━━━ The records ━━━

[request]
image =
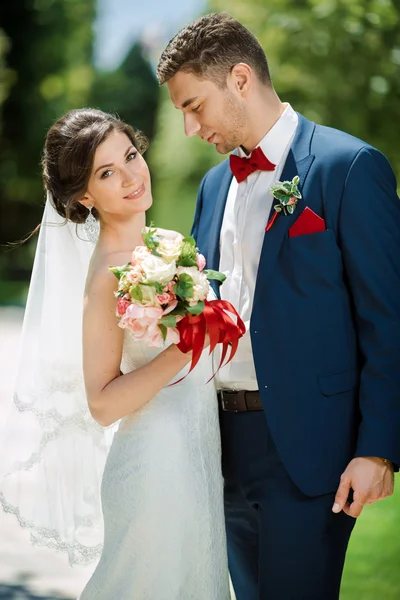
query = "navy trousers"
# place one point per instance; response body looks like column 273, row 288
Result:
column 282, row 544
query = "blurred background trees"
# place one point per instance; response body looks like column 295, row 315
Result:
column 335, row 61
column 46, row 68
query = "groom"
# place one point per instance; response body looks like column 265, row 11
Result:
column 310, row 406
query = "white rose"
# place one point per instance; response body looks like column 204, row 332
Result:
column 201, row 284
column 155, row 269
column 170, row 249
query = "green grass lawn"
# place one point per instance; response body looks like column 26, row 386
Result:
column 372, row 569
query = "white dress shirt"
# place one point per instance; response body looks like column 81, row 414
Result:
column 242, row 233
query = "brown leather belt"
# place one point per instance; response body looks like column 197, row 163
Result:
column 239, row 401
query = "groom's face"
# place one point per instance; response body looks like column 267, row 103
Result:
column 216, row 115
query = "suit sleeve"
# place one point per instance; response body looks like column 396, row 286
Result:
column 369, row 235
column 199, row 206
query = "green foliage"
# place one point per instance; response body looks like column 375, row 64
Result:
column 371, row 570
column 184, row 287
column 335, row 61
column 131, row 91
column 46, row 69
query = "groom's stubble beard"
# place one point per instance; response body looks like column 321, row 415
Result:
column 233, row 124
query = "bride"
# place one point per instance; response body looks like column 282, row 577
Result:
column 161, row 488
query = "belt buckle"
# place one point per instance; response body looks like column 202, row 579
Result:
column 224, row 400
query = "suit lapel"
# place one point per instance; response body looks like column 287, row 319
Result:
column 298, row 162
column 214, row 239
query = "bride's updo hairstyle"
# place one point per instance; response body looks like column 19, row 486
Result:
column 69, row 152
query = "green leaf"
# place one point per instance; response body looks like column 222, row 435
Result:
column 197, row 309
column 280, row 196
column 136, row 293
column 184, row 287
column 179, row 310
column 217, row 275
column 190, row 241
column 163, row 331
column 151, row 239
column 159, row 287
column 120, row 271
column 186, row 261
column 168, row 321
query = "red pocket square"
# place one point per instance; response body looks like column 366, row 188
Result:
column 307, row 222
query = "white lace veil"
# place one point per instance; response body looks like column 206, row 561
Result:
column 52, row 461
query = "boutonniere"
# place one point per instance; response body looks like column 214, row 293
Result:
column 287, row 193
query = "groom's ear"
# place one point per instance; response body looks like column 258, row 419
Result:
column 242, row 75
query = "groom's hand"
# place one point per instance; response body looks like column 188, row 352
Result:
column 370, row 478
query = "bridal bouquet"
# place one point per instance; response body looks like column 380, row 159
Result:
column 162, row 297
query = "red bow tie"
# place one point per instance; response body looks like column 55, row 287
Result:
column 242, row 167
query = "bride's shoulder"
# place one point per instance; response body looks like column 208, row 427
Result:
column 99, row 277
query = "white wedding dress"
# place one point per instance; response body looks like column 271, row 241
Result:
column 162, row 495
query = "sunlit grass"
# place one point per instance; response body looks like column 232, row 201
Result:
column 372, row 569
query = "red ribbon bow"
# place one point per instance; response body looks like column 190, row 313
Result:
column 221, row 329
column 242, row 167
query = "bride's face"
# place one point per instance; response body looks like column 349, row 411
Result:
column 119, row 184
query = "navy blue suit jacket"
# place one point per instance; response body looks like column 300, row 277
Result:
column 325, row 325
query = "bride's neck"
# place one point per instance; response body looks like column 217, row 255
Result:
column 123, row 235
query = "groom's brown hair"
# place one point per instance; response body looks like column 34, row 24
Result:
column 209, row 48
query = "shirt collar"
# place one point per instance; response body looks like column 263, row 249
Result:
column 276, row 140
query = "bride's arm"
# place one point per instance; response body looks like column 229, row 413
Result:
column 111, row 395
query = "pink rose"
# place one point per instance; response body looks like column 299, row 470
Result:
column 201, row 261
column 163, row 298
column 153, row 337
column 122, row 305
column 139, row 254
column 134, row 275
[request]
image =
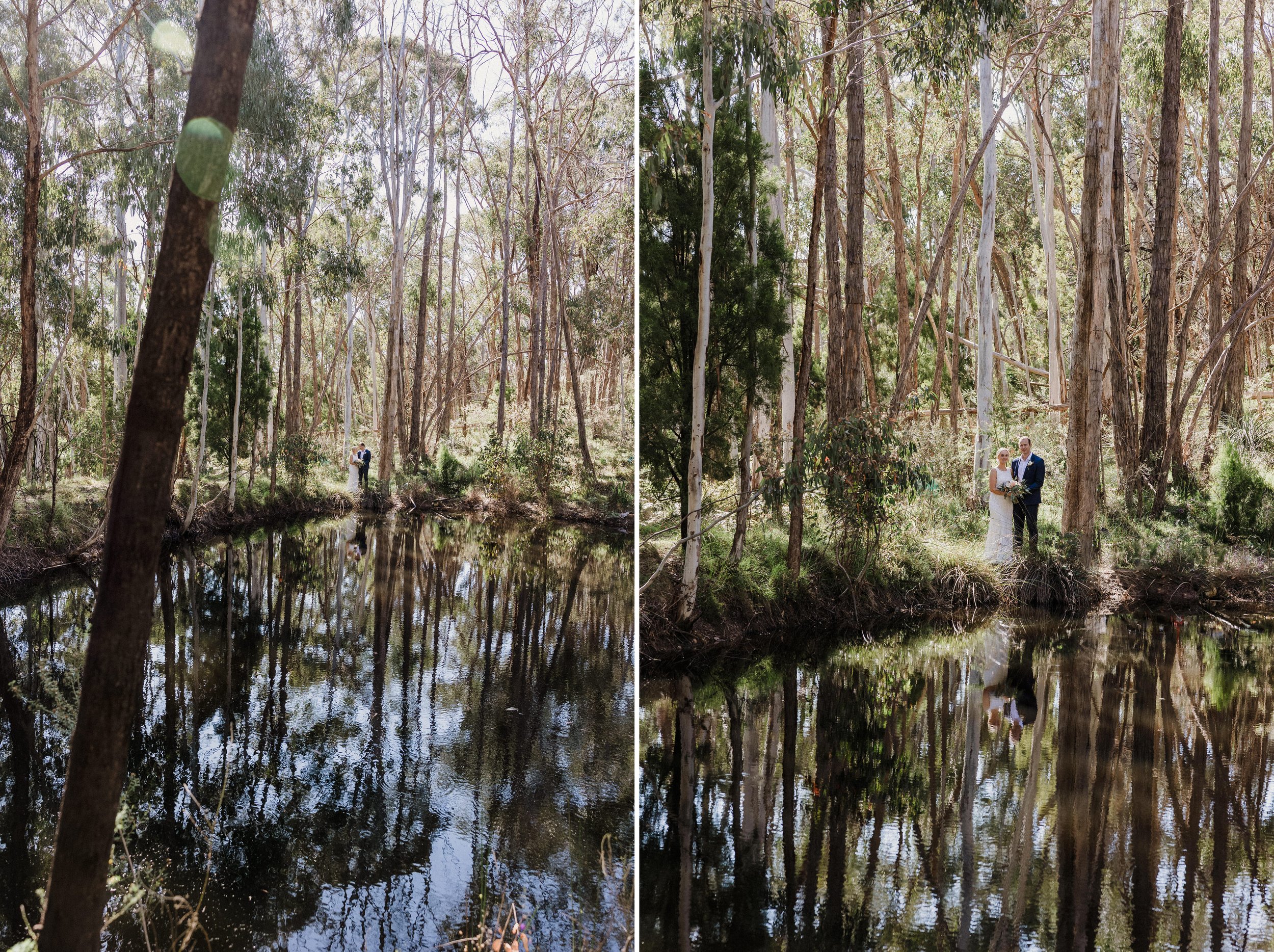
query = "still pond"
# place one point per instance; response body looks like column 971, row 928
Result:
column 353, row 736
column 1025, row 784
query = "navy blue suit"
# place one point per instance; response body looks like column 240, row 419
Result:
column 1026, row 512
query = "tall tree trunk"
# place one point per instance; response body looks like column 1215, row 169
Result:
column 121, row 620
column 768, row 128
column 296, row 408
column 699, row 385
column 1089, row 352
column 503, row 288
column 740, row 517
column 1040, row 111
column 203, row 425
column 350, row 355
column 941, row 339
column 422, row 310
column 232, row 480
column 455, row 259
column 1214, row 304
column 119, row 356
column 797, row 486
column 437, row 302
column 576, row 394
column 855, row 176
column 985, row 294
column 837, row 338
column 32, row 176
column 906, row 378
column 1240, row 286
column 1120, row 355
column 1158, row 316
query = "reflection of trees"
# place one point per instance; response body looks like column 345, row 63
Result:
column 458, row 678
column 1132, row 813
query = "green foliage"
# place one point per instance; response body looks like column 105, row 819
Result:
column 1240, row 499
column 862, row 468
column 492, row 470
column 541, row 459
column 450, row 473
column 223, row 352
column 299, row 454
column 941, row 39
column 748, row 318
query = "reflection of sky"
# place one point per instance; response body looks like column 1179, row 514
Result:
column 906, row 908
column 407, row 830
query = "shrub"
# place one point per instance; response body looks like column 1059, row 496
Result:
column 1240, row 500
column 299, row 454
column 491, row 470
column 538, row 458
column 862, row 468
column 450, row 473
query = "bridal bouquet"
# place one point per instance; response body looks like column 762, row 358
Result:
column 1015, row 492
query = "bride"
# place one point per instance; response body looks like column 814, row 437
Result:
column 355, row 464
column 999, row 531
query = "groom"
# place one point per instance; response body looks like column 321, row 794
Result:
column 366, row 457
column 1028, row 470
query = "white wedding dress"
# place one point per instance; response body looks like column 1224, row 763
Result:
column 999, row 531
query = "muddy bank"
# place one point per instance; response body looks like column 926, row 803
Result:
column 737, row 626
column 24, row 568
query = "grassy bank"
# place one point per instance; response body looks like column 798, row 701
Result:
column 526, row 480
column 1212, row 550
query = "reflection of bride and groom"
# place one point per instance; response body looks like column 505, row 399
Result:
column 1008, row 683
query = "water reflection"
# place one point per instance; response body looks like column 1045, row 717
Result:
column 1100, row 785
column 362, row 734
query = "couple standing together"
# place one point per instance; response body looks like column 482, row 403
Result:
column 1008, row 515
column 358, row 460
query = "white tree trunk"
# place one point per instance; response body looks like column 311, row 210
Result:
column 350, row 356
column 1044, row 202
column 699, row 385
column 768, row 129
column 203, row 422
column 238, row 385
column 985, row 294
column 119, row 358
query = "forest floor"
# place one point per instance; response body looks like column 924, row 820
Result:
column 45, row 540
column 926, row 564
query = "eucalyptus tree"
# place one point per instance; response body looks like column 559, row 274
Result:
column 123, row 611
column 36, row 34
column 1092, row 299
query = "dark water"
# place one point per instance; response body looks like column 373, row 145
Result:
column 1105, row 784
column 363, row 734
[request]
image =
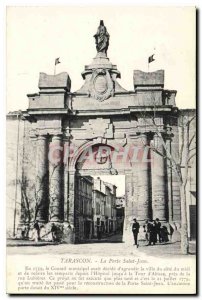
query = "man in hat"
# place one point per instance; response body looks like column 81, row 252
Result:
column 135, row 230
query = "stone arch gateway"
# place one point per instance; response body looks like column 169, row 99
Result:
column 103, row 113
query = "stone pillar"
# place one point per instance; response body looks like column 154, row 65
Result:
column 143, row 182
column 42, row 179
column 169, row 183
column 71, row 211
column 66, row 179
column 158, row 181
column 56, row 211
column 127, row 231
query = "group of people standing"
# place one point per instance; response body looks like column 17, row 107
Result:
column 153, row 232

━━━

### About this exercise
Print the data above exactly; drop every picture.

### Result
[request]
image =
query = "navy trousers"
# place one point per instance; response body looks like column 273, row 288
Result:
column 282, row 544
query = "blurred background trees"
# place one point per instance; response body looks like column 295, row 315
Result:
column 335, row 61
column 46, row 68
query = "groom"
# place one point per instance; response body looks like column 265, row 11
Result:
column 310, row 406
query = "white rose"
# place one point per instance; response body looks like column 204, row 332
Result:
column 201, row 284
column 155, row 269
column 170, row 249
query = "green grass lawn"
# place one point per instance; response body looks like column 26, row 386
Result:
column 372, row 569
query = "white dress shirt"
# place one point per instance; response body looks like column 81, row 414
Result:
column 242, row 233
query = "brown leather belt"
# place one point per instance; response body looks like column 197, row 163
Result:
column 239, row 401
query = "groom's face"
# place one point per instance; response body looks like column 267, row 103
Result:
column 216, row 115
query = "suit sleeve"
# place one point per instance; response body looks like column 396, row 286
Result:
column 369, row 235
column 199, row 206
query = "green foliage"
# place one point per instance; response body looks like column 375, row 64
Result:
column 371, row 570
column 184, row 287
column 335, row 61
column 131, row 91
column 46, row 69
query = "groom's stubble beard"
# place one point per instance; response body looks like column 321, row 415
Result:
column 233, row 124
query = "bride"
# place one point per instance; response body looks like column 282, row 577
Result:
column 161, row 488
query = "belt buckle"
# place one point per instance; response body looks like column 202, row 579
Result:
column 224, row 400
query = "suit lapel"
# place one point per instance; response body looks like column 287, row 319
Result:
column 298, row 162
column 214, row 239
query = "bride's updo hairstyle"
# place one point per instance; response body looks like column 19, row 486
Result:
column 69, row 152
query = "green leaf"
# place one point per instance; response body looks like column 222, row 435
Result:
column 197, row 309
column 280, row 196
column 136, row 293
column 184, row 287
column 179, row 310
column 217, row 275
column 190, row 241
column 163, row 331
column 151, row 239
column 159, row 287
column 120, row 271
column 186, row 261
column 168, row 321
query = "red pocket square"
# place one point per instance; response body looks like column 366, row 188
Result:
column 307, row 222
query = "white lace veil"
# place one point per instance; response body looks like column 206, row 561
Result:
column 52, row 461
query = "boutonniere"
# place one point per instance; response body looks like column 214, row 293
Result:
column 287, row 193
query = "groom's ear"
# place one point per instance; response body looks like column 258, row 419
Result:
column 242, row 75
query = "groom's hand"
# place one point per instance; response body looks like column 188, row 352
Result:
column 370, row 478
query = "bridal bouquet"
# place one point per instance; response body looks like column 380, row 159
Result:
column 162, row 297
query = "red bow tie"
# place one point per instance; response body looks like column 55, row 287
Result:
column 242, row 167
query = "bride's shoulder"
# place one point per instance; response body looks like column 208, row 427
Result:
column 99, row 277
query = "white wedding dress"
# place one point per instance; response body looks like column 271, row 241
Result:
column 162, row 495
query = "sunlit grass"
# place one point per instance; response body looks like column 232, row 201
Result:
column 372, row 569
query = "red ribbon bow"
# place one point per instance; response body looks like column 190, row 313
Result:
column 221, row 329
column 242, row 167
query = "bride's face"
# place one point per instance; response body looks like column 349, row 411
Result:
column 119, row 184
query = "navy blue suit jacket"
# place one point per instance; response body looks like column 300, row 277
Result:
column 325, row 325
query = "bride's neck"
# place one point per instance; response body looks like column 217, row 255
Result:
column 123, row 235
query = "groom's brown hair"
# place one point per instance; response body looks like column 34, row 24
Result:
column 209, row 48
query = "shirt collar"
# place one point per instance; response body looks like column 263, row 249
Result:
column 276, row 140
query = "bride's arm"
# place one point per instance; response body looks like column 229, row 413
Result:
column 111, row 395
query = "pink rose"
# place one point per instance; response body looks like column 299, row 470
Result:
column 201, row 261
column 163, row 298
column 153, row 337
column 122, row 305
column 139, row 254
column 134, row 275
[request]
image =
query = "still pond"
# place one point per instance; response body looks like column 971, row 928
Result:
column 353, row 736
column 1025, row 784
query = "navy blue suit"
# place one point per instance; response body looks like column 240, row 419
Result:
column 1026, row 512
query = "tall tree trunk"
# place one point per instance; response body looks like column 1215, row 169
Result:
column 121, row 620
column 768, row 128
column 296, row 408
column 699, row 385
column 1089, row 352
column 503, row 288
column 740, row 517
column 1040, row 111
column 203, row 425
column 350, row 355
column 941, row 339
column 422, row 310
column 232, row 480
column 455, row 259
column 1214, row 304
column 119, row 356
column 797, row 486
column 437, row 302
column 576, row 394
column 855, row 176
column 985, row 294
column 837, row 338
column 32, row 176
column 906, row 378
column 1240, row 286
column 1120, row 355
column 1158, row 316
query = "reflection of trees"
# place one point per instance; response body looks like column 345, row 63
Result:
column 458, row 678
column 1132, row 813
query = "green foliage"
# place one point per instance; response body looks like column 105, row 819
Result:
column 1240, row 499
column 862, row 468
column 492, row 470
column 541, row 459
column 450, row 473
column 223, row 352
column 299, row 454
column 941, row 39
column 748, row 318
query = "reflection of sky"
# place one point per instance; response body looks like column 1179, row 514
Result:
column 906, row 908
column 407, row 830
query = "shrub"
# place one point per instance; response body looks like column 1059, row 496
Result:
column 1240, row 500
column 299, row 454
column 491, row 470
column 538, row 458
column 862, row 468
column 450, row 473
query = "bridal bouquet"
# place one point per instance; response body looks like column 762, row 358
Result:
column 1015, row 492
query = "bride"
# place one point per instance; response body looks like column 814, row 437
Result:
column 355, row 464
column 999, row 531
query = "groom"
# place one point per instance; response body looks like column 321, row 794
Result:
column 366, row 457
column 1028, row 470
query = "white wedding dress"
# place one point per instance; response body looks like column 1224, row 763
Result:
column 999, row 531
query = "muddy bank"
# place one point per instance; response body looks like column 926, row 803
Result:
column 737, row 626
column 24, row 568
query = "grassy bank"
# place one point per instance; response body looks like column 798, row 701
Result:
column 526, row 480
column 1212, row 550
query = "reflection of bride and groom"
# place one point per instance; response body looks like column 505, row 399
Result:
column 1008, row 683
query = "water reflection"
# place one point per instance; response body looks like column 1045, row 717
Result:
column 1100, row 785
column 362, row 734
query = "couple standing together"
# place one point per instance; response body looks like column 482, row 403
Result:
column 1008, row 515
column 358, row 460
query = "white tree trunk"
# place one point per instance; response body looks like column 311, row 210
Result:
column 350, row 356
column 1044, row 202
column 699, row 385
column 768, row 129
column 203, row 422
column 238, row 385
column 985, row 294
column 119, row 358
query = "forest floor"
# place one point per instance; response body looks like column 924, row 820
Result:
column 45, row 540
column 926, row 564
query = "eucalyptus tree"
# place one point per instance; response body looks like column 559, row 274
Result:
column 123, row 611
column 36, row 34
column 1092, row 299
query = "dark water"
# place one point per instance; response body looks like column 373, row 145
Result:
column 1105, row 784
column 363, row 734
[request]
image =
query = "man in hat"
# place one point per instance; response body looks like column 81, row 252
Result:
column 135, row 230
query = "stone arch gateway"
# place one point per instance; response body looks like column 169, row 99
Result:
column 103, row 113
query = "stone pillar"
# place one point per instance; response body looks like column 154, row 65
Result:
column 143, row 182
column 42, row 179
column 169, row 183
column 71, row 211
column 66, row 179
column 158, row 181
column 56, row 211
column 127, row 231
query = "group of people standing"
# place one point per instance; response body looks like column 17, row 107
Result:
column 153, row 232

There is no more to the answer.